**Directions**
a: According to the Elastician README, what is the working directory of the container?
b: Copy the Elastician README from "Both dump and" to "By default false.".

**Excerpt**
------------

Skip to content

BigDataBoutique/elastician

Repository files navigation

Elastician

A set of tools to easily develop and manage Elasticsearch and the Elastic Stack

Build or get from Docker Hub

Get from Docker Hub:

docker pull bigdataboutique/elastician

Build locally:

docker build .

Commands

Dump an index to a file

docker run  --net=host -v `pwd`:/data --rm bigdataboutique/elastician dump myindex --hosts http://10.63.246.27:9200

Upload file and ingest it into an index

docker run  --net=host -v `pwd`:/data --rm bigdataboutique/elastician ingest myindex_dump.jsonl.gz myindex --hosts http://10.63.246.27:9200

Both dump and ingest now have additional parameters to allow accessing ES using a certificate. Make sure the certificate file has the appropriate file permissions.

--crtfile - name of the certificate file. Notice that unless you specify a folder this should sit in the working directory of the container, which is /data .

--verify-cert/--no-verify-cert - Whether you're using a signed cert and want to verify it. By default false.

------------

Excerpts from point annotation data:
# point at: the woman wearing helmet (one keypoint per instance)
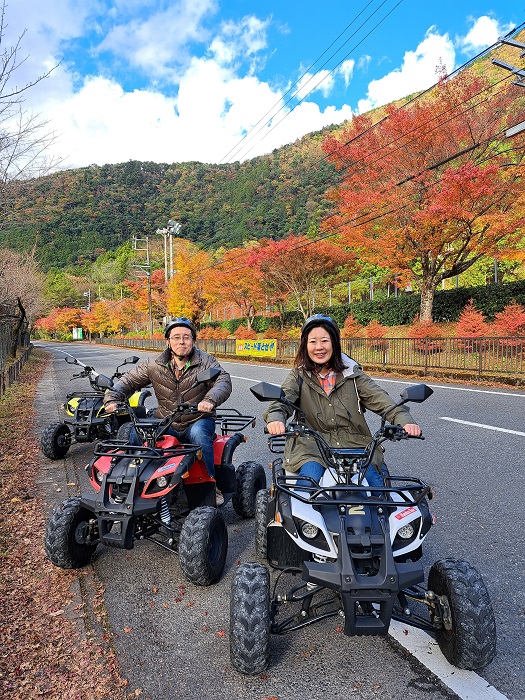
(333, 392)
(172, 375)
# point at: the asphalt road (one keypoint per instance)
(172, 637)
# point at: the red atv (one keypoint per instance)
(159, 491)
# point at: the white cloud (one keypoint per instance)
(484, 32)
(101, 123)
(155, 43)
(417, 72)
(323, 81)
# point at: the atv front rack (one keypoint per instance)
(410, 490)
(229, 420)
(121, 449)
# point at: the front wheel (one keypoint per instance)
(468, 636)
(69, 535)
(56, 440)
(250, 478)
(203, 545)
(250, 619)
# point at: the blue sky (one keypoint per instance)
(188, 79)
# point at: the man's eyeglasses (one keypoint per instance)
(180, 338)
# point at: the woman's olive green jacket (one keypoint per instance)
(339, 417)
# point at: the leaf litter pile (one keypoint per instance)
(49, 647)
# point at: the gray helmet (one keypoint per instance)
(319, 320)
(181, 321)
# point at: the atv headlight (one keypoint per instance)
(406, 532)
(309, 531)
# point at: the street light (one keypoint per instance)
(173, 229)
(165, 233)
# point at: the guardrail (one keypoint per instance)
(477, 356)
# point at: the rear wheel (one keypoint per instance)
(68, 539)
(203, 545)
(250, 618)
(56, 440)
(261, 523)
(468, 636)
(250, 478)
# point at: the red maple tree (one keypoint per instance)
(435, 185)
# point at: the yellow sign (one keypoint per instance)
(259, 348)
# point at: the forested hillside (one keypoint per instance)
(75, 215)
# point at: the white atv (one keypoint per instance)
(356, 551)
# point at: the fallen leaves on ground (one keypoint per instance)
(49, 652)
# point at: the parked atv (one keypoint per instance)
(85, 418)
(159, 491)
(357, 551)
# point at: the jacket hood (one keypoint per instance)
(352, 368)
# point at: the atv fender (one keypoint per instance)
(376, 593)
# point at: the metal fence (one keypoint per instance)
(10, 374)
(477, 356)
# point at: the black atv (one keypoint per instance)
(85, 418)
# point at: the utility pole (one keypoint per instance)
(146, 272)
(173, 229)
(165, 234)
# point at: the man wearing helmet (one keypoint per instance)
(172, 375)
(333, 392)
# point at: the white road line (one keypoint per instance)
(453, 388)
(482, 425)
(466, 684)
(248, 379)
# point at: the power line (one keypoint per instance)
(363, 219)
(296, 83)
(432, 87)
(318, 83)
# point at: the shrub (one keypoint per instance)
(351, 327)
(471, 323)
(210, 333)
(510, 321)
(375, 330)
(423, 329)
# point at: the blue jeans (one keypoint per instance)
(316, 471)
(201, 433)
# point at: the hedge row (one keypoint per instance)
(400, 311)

------------

**Answers to the exercises**
a: /data

b:
Both dump and ingest now have additional parameters to allow accessing ES using a certificate. Make sure the certificate file has the appropriate file permissions.

--crtfile - name of the certificate file. Notice that unless you specify a folder this should sit in the working directory of the container, which is /data .

--verify-cert/--no-verify-cert - Whether you're using a signed cert and want to verify it. By default false.